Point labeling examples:
==============================
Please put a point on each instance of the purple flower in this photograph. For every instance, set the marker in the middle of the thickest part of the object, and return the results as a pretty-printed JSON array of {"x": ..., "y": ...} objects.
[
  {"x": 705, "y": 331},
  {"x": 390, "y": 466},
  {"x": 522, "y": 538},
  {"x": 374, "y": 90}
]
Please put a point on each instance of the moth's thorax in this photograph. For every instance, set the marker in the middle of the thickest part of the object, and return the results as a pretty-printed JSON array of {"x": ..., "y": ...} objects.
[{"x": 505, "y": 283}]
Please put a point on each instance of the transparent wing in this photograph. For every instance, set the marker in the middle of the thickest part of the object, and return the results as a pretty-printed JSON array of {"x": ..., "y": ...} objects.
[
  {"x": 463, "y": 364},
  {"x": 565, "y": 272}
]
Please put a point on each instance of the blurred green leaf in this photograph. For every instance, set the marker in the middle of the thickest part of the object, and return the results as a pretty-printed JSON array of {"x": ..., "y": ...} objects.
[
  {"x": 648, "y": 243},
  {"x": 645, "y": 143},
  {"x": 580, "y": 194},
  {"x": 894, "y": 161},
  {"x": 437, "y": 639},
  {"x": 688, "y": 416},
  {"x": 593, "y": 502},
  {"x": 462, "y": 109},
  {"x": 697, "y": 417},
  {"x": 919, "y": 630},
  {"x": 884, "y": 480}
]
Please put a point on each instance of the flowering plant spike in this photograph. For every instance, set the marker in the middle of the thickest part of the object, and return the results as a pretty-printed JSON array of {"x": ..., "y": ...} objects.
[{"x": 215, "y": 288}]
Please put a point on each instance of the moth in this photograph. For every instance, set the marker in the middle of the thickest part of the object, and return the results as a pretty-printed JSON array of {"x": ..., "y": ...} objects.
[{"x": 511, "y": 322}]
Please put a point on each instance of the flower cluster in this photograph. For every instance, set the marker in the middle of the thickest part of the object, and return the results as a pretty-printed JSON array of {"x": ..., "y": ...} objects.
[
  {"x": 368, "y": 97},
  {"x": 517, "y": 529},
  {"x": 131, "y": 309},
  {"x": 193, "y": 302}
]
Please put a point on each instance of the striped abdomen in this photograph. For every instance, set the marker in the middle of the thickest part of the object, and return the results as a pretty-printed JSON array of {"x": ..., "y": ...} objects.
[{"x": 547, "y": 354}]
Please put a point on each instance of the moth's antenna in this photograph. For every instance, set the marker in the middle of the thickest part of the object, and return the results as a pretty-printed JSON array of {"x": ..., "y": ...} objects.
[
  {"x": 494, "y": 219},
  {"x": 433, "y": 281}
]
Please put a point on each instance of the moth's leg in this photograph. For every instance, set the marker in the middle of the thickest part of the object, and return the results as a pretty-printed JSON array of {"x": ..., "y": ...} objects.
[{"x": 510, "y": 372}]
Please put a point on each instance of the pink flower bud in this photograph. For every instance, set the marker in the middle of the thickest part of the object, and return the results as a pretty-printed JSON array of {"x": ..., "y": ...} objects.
==============================
→ Prompt:
Each line above must be reproduced exactly as it stands.

→ Result below:
Please put a point on each instance of the purple flower in this photograph. For every instance, set the marker in the middle of the thickest part of the object, and return the results as a pretty-printed JSON array of {"x": ..., "y": ...} objects.
[
  {"x": 705, "y": 331},
  {"x": 390, "y": 466},
  {"x": 522, "y": 538},
  {"x": 374, "y": 90}
]
Please put a point on each instance of the moth's thorax in this photograph. For every instance, set the marker in the middle of the thickest part of the object, and return the results as a pretty-printed JSON array of {"x": ..., "y": ...} objects.
[{"x": 505, "y": 283}]
Please put a point on each instance of the transparent wing in this photograph. For every instance, set the marker in the middle of the thickest part of the object, and return the results as a pretty-printed JSON array of {"x": ..., "y": ...} objects.
[
  {"x": 463, "y": 364},
  {"x": 565, "y": 272}
]
Please put a point on each instance of the blurred green leaf in this photograph. For every instance, set the marker in the middle of the thickest part of the object, and return the results as a pretty-printed JSON array of {"x": ..., "y": ...} objects.
[
  {"x": 648, "y": 243},
  {"x": 645, "y": 143},
  {"x": 580, "y": 194},
  {"x": 894, "y": 161},
  {"x": 437, "y": 639},
  {"x": 688, "y": 416},
  {"x": 593, "y": 502},
  {"x": 462, "y": 109},
  {"x": 697, "y": 417},
  {"x": 919, "y": 630},
  {"x": 884, "y": 480}
]
Please put a point on each instance of the flowering plant spike in this photograph. For every instance, set the marker in the middle of the thickest part of the object, and return the results as a pretty-printed JSON array of {"x": ..., "y": ...} objects.
[{"x": 215, "y": 288}]
Please put a point on each instance of the moth in this photograph. For every instance, set the marker in the middle of the thickest part of the object, and return the results as a pretty-printed JSON array of {"x": ..., "y": ...} objects.
[{"x": 511, "y": 322}]
Please put a point on each instance of the flower cluster in this photograph. For every instance, set the marker in the middle of the thickest part of the object, and return the results as a pretty-printed JSON array of {"x": ..., "y": ...} objects.
[
  {"x": 368, "y": 97},
  {"x": 517, "y": 529},
  {"x": 131, "y": 309},
  {"x": 193, "y": 302}
]
Please put a point on each instance of the striped abdomen in this photograph. For every instance, set the marker in the middle of the thickest part of the object, and return the results as a pretty-printed JSON array of {"x": ..., "y": ...} objects.
[{"x": 547, "y": 354}]
Please put a point on each instance of the moth's antenna in this photograph. For every instance, set the marker in the middle of the thickest part of the object, and return the results as a pretty-printed JSON array of {"x": ..., "y": ...} objects.
[
  {"x": 494, "y": 219},
  {"x": 433, "y": 281}
]
Please put a point on each instance of the moth's leg in this photograph. For every instance, set the marker in the middle of the thickest part of the object, and return the results as a pretty-printed JSON array of {"x": ..., "y": ...} objects.
[{"x": 510, "y": 372}]
Please put a point on each instance of the pink flower bud in this photograph. For every instance, set the marker in the middle of the thickest part of the object, and return the results as a pretty-printed JSON array of {"x": ..., "y": ...} objects.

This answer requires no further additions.